• Task set
(1) Write out the part of the ring gear thread from "Nissan Parts, NISMO" to "wrong ring gear.".
(2) In the ring gear thread, why did Nissan tell the poster to buy a whole new flywheel? Answer in one to three sentences.
(3) Carry the forum thread about the Z31 ring gear forward from where it stops.

• Extract provided

# HELP!! ring gear problem



## trever hill (May 25, 2009)

OK from what i understand you can not put a different size flywheel in my 86 z31 Manuel non turbo, because the starter will not engage. I have taken my car apart and found that the ring gear needs changed. well "EVERY" auto store including Nissan have not the right size. they are giving me a 9 1/2 inch when mine is 10 3/4. how will this work if. 1: the ring gear will not fit on 2: it would not engage with the starter. Help me please. I am pretty sure this transmission is stock.


----------



## reddzx (Jun 22, 2006)

Nissan Parts, NISMO and Nissan Accessories - Courtesyparts.com


----------



## trever hill (May 25, 2009)

no offense, but that just put me where I was. I did figure out the problem. someone had the same problem and they never actually made the right ring gear size. so nissan said to solve the problem just buy a whole new flywheel for $350. the auto parts places are still selling the wrong ring gear.


----------



## reddzx (Jun 22, 2006)

Junk yard, or go to: 
z31.com :: Index
Z31 Performance :: Your home for all things Z31 
www.88hybrid.com 
Register at these forums ask for what you need there, someone will have it.

• Extracted entries
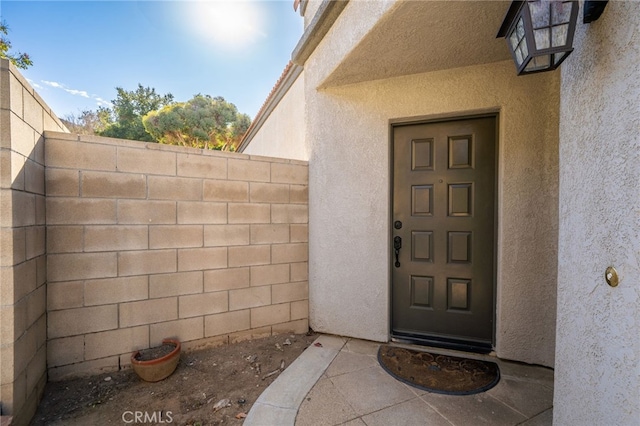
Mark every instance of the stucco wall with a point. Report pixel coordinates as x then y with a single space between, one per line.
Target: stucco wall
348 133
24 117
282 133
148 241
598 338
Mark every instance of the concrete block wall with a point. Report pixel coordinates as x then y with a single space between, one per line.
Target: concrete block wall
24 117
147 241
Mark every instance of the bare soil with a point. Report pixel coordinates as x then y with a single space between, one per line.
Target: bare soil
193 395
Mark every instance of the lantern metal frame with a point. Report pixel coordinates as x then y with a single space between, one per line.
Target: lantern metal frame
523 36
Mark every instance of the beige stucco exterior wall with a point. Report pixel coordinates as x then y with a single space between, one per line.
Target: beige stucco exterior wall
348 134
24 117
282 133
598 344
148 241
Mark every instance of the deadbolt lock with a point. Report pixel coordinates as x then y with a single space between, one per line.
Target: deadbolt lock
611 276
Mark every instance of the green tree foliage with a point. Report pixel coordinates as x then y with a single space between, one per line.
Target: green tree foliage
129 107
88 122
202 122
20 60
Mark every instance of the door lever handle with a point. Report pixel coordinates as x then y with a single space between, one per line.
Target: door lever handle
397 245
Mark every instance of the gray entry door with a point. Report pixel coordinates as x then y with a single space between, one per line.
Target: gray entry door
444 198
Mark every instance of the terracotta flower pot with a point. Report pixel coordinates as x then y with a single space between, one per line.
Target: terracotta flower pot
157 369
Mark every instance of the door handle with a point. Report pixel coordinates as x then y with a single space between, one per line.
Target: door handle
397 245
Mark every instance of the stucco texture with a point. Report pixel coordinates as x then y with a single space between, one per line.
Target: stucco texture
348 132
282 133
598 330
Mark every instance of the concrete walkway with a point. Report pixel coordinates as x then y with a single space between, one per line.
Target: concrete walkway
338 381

• Answers given
(1)
Nissan Parts, NISMO and Nissan Accessories - Courtesyparts.com


----------



## trever hill (May 25, 2009)

no offense, but that just put me where I was. I did figure out the problem. someone had the same problem and they never actually made the right ring gear size. so nissan said to solve the problem just buy a whole new flywheel for $350. the auto parts places are still selling the wrong ring gear.

(2) According to the poster, the right ring gear size was never actually made, and auto parts places still sell the wrong one. So Nissan's fix was to buy a whole new flywheel for $350.

(3)
Go to the want to buy section and post your needs in a thread.


----------



## AZ-ZBum (Nov 21, 2004)

What are you talking about when you say "ring gear"?


----------



## trever hill (May 25, 2009)

When I say ring gear, I am talking about the ring around the flywheel. it''s what engages the starter with the flywheel when you turn the car over. you will not find the right size for a z31 from any after market or nissan store.


----------



## reddzx (Jun 22, 2006)

Manual transmission flywheels don't have a "removable ring gear". 
Any flywheel from a 84 to 89 5 speed NA will work. 
They all have the exact same starter and FS5W71C transmission.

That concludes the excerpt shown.